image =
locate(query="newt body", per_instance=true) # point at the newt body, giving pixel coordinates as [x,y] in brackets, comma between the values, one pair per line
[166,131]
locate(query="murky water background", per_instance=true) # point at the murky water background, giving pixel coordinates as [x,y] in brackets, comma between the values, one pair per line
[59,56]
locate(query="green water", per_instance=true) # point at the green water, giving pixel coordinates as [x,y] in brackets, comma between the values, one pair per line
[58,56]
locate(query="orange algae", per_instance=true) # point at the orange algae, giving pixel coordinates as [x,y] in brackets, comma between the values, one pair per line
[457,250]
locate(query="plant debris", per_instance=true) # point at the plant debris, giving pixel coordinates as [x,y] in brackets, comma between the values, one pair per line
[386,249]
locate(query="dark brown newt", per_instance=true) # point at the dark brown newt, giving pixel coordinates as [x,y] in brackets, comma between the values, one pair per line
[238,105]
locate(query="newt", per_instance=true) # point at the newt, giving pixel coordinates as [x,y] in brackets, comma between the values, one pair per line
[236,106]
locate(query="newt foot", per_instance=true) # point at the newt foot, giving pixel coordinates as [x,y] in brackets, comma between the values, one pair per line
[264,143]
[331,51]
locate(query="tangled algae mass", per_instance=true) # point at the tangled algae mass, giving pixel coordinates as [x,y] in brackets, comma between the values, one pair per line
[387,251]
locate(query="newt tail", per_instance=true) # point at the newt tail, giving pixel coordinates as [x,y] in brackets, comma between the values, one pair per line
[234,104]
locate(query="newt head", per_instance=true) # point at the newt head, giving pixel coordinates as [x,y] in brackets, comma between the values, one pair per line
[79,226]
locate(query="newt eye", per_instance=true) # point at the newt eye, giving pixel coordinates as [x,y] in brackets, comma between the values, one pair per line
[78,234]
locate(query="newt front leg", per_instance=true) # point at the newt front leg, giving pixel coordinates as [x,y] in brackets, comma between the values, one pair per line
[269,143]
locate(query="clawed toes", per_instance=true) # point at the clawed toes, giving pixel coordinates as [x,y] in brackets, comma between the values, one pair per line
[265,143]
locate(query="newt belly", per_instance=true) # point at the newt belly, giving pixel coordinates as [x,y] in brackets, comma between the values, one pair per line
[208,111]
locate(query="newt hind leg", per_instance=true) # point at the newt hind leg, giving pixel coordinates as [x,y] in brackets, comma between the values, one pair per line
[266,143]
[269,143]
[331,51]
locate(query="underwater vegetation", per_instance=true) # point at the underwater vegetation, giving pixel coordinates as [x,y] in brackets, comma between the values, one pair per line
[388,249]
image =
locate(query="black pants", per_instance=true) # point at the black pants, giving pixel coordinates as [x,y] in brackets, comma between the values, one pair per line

----

### What the task asks
Rewrite the rows above with every "newt" changed to "salamander", keeping everything else the same.

### Expected answer
image =
locate(query="salamander body", per_instance=true) # point at the salamander body, giving pixel coordinates as [x,y] in brackets, comma between the values, one pair per line
[166,131]
locate(query="murky water background", per_instance=true) # point at the murky water background, giving pixel coordinates as [x,y] in brackets, comma between the values, one pair per line
[59,56]
locate(query="green water", per_instance=true) # point at the green water, giving pixel coordinates as [x,y] in brackets, comma between the values, one pair per line
[58,56]
locate(query="orange algae", per_instance=true) # point at the orange algae, giving pixel coordinates as [x,y] in brackets, comma between the values, one pair per line
[457,250]
locate(query="plant debris", per_instance=true) # point at the plant debris, giving pixel coordinates as [x,y] in brackets, comma between the values, one pair per line
[386,249]
locate(query="dark brown salamander", per_instance=true) # point at the dark brown salamander, giving pixel coordinates as [x,y] in brackets, comma between the values, one pair per line
[238,105]
locate(query="salamander", per_instance=true) # point at the salamander, giving pixel coordinates as [x,y] in brackets, comma between the values, one pair per line
[236,106]
locate(query="salamander foot", per_instance=true) # point at the salamander foot, giving pixel coordinates as [x,y] in brackets, comma between the values, one pair per line
[264,143]
[331,51]
locate(query="tangled algae mass", per_instance=true) # point at the tangled algae mass, giving pixel coordinates as [x,y] in brackets, comma between the values, one pair per line
[387,251]
locate(query="salamander tail", per_instance=true) # point at the salamander tail, giving pixel coordinates as [x,y] in brackets, comma between the values, one pair per line
[234,104]
locate(query="salamander head", per_instance=true) # point at the salamander head, giving pixel coordinates as [x,y] in brackets, comma between the values, one pair per line
[79,226]
locate(query="salamander eye", per_instance=true) # point at the salamander eye, giving pixel coordinates as [x,y] in brackets, comma between the values, one pair per line
[78,234]
locate(query="salamander front leg", per_instance=true) # point at the salamander front leg, giving pixel coordinates as [x,y] in brackets, comma between the values, one pair per line
[269,143]
locate(query="clawed toes", per_instance=true) # point at the clawed toes, giving pixel coordinates as [x,y] in brackets, comma between the values, one pair per line
[265,143]
locate(query="salamander belly", per_instance=true) # point at the salamander belly, giving pixel coordinates as [x,y] in brackets, comma between the values, one pair per line
[208,111]
locate(query="salamander hind leg", per_instance=true) # point at the salamander hind leg, giving pixel coordinates as [x,y] in brackets, comma between the values, one pair per line
[266,143]
[269,143]
[331,51]
locate(query="underwater vegetation", per_instance=true) # point at the underwater vegetation, giving pixel coordinates as [x,y] in brackets, comma between the values, one pair per line
[388,249]
image =
locate(query="black pants", per_instance=true) # point at the black pants, giving pixel coordinates as [x,y] in brackets, comma between the values, one pair per line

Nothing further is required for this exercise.